= Directions for this task =
Can you revise the lines below so that every "crocodile" becomes "alligator" and nothing else changes? Leave the pictures out of your answer.

[Named object pointing lines]
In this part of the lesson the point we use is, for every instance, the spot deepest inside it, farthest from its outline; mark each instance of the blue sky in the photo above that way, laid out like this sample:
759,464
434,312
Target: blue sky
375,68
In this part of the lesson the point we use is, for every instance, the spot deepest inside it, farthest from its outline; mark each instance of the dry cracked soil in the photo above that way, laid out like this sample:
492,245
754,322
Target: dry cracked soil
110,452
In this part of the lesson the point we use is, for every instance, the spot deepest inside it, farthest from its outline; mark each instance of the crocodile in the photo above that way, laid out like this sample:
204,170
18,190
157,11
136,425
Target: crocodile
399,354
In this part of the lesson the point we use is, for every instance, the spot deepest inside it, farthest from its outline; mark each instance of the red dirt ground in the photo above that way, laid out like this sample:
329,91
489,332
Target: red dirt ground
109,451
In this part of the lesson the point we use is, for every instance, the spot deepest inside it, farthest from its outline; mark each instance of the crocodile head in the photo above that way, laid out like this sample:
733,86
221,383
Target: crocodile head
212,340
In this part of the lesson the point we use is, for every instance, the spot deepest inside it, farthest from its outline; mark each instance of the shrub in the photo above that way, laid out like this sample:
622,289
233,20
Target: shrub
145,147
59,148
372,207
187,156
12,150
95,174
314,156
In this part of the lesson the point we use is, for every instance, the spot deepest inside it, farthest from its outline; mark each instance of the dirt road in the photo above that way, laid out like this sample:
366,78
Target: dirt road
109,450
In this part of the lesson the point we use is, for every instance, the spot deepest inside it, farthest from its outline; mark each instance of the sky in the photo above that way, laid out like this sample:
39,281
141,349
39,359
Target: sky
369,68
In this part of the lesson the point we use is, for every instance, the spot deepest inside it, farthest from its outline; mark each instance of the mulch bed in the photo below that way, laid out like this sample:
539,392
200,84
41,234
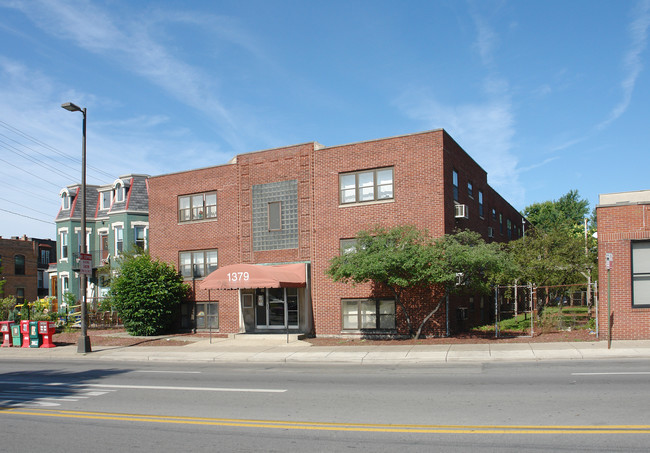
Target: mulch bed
119,337
471,337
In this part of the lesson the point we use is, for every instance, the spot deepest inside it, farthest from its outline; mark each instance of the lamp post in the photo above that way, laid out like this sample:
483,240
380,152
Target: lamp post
83,345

= Full response =
In this part of the lesson the point we use is, for every instance, the spot deepest inside it, farthest from its outline; mark each instance of the blue sky in the photo above that way, laid out like this sample:
759,464
434,312
Target: blue sky
375,68
In this part of the lesson the point we use is, for every instance, the spot deepest inside it, farthest from its outline; mark each instance of the dry cracked soil in the photo above that way, laid out like this sample:
492,245
754,322
Target: dry cracked soil
110,452
In this part of the lesson the point we use is, for every instance, the spot deepest inside it, farthest from its outline; mark each instance of the alligator in the photo above that way, laid out like this sample:
204,170
18,190
157,11
136,425
Target: alligator
399,354
In this part of the lesson the point we use is, for every instance, the spot deepest inside it, farthest from its outline; mark each instance of the red dirt ground in the photo above that way, laid out like this sample:
329,91
489,332
Target: red dirt ground
109,451
In this part of the lesson the point we use is, for every instance, the spot deepest inside it, farthest from its outline; mark each instance of the alligator head in the photo above that way, laid out like this sample:
733,86
221,383
Target: alligator head
212,340
In this part of the lesson the point we use is, for every instance, the spot deepest inside it, farthest from its outline; mark each instance of the shrub in the photo above that way, laid out like this sample:
622,289
233,20
Target: shrub
145,147
59,148
372,207
187,156
12,150
95,174
314,156
In this part of the lesson the point we use is, for every instance, the spot deepest inside it, farthest from its outline; mark each instance of the dirt road in the photo above that way, laid out like this sample:
366,78
Target: dirt road
109,450
In this part of the lesson the point we use is, for every instance, the spot deepest inside it, farthest from its outline; mark each instance of the sky in the photo above that way, laid out like this sample:
39,281
141,349
39,359
Target: sky
369,68
In this part of the lesson the point we use is, for every instance, the spot deepest inside it, farthest from its outline; mark each instance of the mulch bed in the photo below that way, laid out like this sample:
539,392
200,84
41,234
Target: mulch bed
119,337
471,337
In this part of the lesson the point we use is, for every instance, the spot deepest inside it, farthest from its outline; mark each instance of the lamp post in the photo above that way, laid out like this sample:
483,240
380,152
Target: lamp post
83,345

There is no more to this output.